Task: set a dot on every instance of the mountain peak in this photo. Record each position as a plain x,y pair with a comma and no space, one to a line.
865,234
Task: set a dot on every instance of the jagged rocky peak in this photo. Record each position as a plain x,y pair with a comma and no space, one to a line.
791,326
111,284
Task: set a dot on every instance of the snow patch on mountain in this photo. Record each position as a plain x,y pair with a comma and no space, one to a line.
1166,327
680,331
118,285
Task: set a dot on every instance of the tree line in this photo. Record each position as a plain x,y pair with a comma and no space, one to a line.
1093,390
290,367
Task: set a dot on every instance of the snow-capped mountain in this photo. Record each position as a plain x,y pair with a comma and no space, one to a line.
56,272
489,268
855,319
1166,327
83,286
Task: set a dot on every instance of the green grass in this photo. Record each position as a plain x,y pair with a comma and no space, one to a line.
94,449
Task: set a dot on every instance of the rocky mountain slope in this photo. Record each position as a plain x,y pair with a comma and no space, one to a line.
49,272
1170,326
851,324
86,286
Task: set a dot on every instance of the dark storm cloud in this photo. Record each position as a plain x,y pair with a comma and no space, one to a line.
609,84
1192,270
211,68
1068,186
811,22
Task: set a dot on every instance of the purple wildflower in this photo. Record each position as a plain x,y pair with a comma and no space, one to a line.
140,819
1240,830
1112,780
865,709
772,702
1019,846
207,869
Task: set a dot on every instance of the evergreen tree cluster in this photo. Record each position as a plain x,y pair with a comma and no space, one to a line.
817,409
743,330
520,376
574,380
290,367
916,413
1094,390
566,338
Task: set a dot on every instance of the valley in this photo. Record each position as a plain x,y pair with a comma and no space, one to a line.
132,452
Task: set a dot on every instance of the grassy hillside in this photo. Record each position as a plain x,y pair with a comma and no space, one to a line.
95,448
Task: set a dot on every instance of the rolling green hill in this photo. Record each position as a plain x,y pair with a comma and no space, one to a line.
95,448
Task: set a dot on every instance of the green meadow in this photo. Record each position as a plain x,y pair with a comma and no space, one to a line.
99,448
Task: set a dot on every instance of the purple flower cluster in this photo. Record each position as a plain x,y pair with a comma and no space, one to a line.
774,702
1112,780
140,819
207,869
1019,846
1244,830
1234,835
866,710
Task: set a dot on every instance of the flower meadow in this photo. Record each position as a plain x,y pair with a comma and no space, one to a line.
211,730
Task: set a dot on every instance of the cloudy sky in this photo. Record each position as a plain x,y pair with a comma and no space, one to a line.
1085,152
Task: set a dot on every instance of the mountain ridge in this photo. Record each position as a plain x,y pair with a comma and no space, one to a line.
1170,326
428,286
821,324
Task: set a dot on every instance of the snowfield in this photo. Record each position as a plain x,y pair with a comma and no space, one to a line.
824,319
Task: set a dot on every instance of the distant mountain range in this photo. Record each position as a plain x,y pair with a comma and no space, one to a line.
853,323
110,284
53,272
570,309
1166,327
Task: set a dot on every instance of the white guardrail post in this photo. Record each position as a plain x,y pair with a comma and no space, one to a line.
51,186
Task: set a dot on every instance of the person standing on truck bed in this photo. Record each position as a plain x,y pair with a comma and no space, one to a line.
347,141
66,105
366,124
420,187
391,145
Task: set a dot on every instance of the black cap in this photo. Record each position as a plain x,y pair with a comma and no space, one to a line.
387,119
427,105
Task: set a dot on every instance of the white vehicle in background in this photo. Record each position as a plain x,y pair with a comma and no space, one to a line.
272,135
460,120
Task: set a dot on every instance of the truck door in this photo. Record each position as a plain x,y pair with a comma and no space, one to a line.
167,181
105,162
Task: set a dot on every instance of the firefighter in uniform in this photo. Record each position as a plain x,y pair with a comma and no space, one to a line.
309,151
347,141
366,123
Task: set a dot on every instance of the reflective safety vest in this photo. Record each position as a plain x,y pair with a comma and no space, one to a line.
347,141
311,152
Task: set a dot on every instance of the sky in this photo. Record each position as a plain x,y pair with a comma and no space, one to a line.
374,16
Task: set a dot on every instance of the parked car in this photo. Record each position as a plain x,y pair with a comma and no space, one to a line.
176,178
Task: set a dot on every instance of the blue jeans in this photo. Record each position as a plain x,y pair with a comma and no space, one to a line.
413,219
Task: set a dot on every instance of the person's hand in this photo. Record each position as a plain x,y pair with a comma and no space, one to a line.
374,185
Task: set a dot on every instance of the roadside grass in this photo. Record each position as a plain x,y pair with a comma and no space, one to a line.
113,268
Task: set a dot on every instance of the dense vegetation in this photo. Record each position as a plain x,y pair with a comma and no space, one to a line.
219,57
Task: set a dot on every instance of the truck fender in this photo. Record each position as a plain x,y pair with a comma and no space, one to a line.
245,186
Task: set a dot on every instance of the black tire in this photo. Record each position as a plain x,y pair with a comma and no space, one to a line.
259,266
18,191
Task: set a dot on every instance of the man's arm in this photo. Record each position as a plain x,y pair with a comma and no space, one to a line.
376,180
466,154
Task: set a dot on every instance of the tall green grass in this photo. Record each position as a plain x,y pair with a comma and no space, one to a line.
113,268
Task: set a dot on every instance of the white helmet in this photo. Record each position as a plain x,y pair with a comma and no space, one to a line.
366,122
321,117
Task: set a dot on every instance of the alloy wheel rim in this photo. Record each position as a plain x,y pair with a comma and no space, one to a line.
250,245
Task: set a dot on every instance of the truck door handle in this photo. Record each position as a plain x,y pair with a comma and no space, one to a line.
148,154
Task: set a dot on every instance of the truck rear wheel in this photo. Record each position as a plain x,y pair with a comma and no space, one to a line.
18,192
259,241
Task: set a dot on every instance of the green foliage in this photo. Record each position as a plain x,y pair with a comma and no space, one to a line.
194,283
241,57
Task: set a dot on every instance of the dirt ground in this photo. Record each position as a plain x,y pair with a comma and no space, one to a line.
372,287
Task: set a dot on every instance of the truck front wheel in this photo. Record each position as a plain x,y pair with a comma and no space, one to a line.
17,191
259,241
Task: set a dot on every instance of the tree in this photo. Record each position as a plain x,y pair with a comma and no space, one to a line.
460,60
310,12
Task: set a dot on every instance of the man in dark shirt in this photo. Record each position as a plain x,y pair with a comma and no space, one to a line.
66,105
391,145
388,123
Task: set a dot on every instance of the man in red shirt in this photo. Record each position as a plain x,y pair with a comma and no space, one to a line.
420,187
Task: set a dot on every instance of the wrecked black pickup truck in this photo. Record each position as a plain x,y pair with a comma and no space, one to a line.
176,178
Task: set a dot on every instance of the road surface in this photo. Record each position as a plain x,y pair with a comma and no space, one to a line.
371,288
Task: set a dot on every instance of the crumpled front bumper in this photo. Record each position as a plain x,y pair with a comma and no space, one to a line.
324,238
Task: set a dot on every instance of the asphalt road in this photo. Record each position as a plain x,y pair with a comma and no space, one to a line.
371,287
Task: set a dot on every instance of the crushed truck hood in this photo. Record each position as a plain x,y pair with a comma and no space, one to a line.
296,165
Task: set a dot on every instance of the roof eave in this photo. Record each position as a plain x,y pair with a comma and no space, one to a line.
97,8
----------
__Given instruction__:
Retype, exactly and only, the lines running from the one with "man in dark" through the final line of the listing above.

__Expected answer__:
Task: set a dot on every instance of the man in dark shirt in this photo. Record each position as a plain x,y pair with a comma and no space, one to a line.
66,105
391,145
388,123
Task: set a dot on every instance of the man in red shirt in this photo. Record each position as a plain x,y pair with a comma and no space, one to a line.
420,187
Task: set a dot on every instance of the wrecked black pickup truck in this photo. Record each position as a plain x,y pair with a comma and no space, one to a line.
176,178
Task: set a dot on every instance of the road surface in this photo. Record each position as a plain x,y pair with a comma and no space, one to a line.
371,288
Task: set a dot on every instance of the crumpled front bumper in this photo. Record each position as a plain x,y pair with a comma and no space, one to a line.
324,238
Task: set a dot on every instance of the asphalt road in this photo. Record each position as a plain x,y pair with a comma and no space, one to a line.
371,287
Task: set a dot on every instance of the crushed truck hood in this photo. Record each position as a plain x,y pair with a comma and no space, one to a line.
296,165
Task: set a dot on every instance of the roof eave in this photo. Record each position as a plain x,y pair with a comma and no space, one to a line.
97,8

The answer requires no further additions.